- **DIRECTIONS**
Nothing but the lines from the one with "Guideline: for each instance of the doorway, the" down to the one with "Guideline: for each instance of the village" should be returned, exactly and with both ends included, from the material below.

- **DATA IN THIS EXERCISE**
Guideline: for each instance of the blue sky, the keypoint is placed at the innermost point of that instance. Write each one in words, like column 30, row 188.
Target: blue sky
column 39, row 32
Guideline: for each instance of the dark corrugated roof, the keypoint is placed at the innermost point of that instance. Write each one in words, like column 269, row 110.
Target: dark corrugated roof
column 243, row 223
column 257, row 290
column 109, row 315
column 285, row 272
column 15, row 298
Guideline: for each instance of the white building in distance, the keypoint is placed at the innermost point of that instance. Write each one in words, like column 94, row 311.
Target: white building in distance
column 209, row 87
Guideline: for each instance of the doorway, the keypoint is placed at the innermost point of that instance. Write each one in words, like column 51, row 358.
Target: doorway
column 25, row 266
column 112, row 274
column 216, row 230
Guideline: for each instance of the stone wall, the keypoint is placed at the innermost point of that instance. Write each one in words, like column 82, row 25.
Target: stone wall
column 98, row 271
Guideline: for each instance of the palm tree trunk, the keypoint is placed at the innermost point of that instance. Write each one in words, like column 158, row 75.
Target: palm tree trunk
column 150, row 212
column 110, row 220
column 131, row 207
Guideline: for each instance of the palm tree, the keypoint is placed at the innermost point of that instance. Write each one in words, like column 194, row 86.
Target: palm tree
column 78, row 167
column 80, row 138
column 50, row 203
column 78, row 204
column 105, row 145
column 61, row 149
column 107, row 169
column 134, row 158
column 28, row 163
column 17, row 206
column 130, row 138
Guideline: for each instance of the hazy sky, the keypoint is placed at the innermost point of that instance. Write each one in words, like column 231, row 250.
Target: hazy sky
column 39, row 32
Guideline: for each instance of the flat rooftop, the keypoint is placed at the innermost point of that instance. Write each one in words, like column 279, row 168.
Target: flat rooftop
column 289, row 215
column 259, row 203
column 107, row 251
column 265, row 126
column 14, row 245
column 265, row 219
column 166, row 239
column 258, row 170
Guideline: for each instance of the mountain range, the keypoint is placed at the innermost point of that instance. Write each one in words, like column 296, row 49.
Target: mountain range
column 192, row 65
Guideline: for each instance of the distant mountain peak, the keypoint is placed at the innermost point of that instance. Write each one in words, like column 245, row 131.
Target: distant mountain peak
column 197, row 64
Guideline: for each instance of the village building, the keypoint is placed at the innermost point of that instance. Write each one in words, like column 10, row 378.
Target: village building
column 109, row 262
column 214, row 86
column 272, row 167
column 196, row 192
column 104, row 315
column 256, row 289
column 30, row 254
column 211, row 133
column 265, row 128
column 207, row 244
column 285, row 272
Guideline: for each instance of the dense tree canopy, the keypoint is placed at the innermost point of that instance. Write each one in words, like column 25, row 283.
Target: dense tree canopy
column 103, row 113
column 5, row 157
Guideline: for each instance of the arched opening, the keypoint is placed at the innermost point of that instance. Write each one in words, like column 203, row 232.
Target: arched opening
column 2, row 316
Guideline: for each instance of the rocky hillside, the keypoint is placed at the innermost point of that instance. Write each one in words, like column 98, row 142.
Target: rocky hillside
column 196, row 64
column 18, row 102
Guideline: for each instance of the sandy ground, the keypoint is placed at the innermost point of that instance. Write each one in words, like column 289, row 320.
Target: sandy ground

- **COMPLETED TASK**
Guideline: for each instance of the doorway, the keypoint is placed at the innermost point of that instance. Write each one in words, like column 51, row 358.
Target: doorway
column 25, row 266
column 112, row 274
column 216, row 230
Guideline: for each instance of the stone wall, the keypoint is placed at the innermost point of that instance. Write each one in words, like column 82, row 25.
Target: stone wall
column 98, row 271
Guideline: for each instance of the palm tree trunk, the keypoint is placed at the innermost point of that instance. Write each one in words, like column 158, row 75.
Target: palm tree trunk
column 150, row 212
column 110, row 220
column 131, row 207
Guideline: for each instance of the palm tree, the keypoint is placed at the innermost point of that instance. Write each one in words, like column 194, row 86.
Target: palm tree
column 78, row 167
column 80, row 138
column 50, row 203
column 78, row 204
column 105, row 145
column 61, row 149
column 107, row 169
column 134, row 158
column 28, row 163
column 17, row 206
column 130, row 138
Guideline: for each instance of the hazy sky, the keypoint is placed at the innermost point of that instance. Write each one in words, like column 231, row 250.
Target: hazy sky
column 39, row 32
Guideline: for each instance of the flat rooftop, the keypoint is placed at the innermost point of that instance. Write each one in words, like column 279, row 168.
Target: flat rooftop
column 289, row 215
column 259, row 203
column 107, row 251
column 265, row 126
column 14, row 245
column 265, row 219
column 166, row 239
column 258, row 170
Guideline: for each instance of the mountain range, the keypoint is placed at the innermost point of that instance. Write each one in words, like column 296, row 49.
Target: mountain range
column 192, row 65
Guideline: for each instance of the distant mountain peak, the keypoint is placed at the innermost point of that instance. Write each one in words, like column 245, row 131.
Target: distant mountain peak
column 197, row 64
Guideline: for each instance of the village building, the keypoint is placed at the innermost point of that instance. Write each one in words, like column 10, row 378.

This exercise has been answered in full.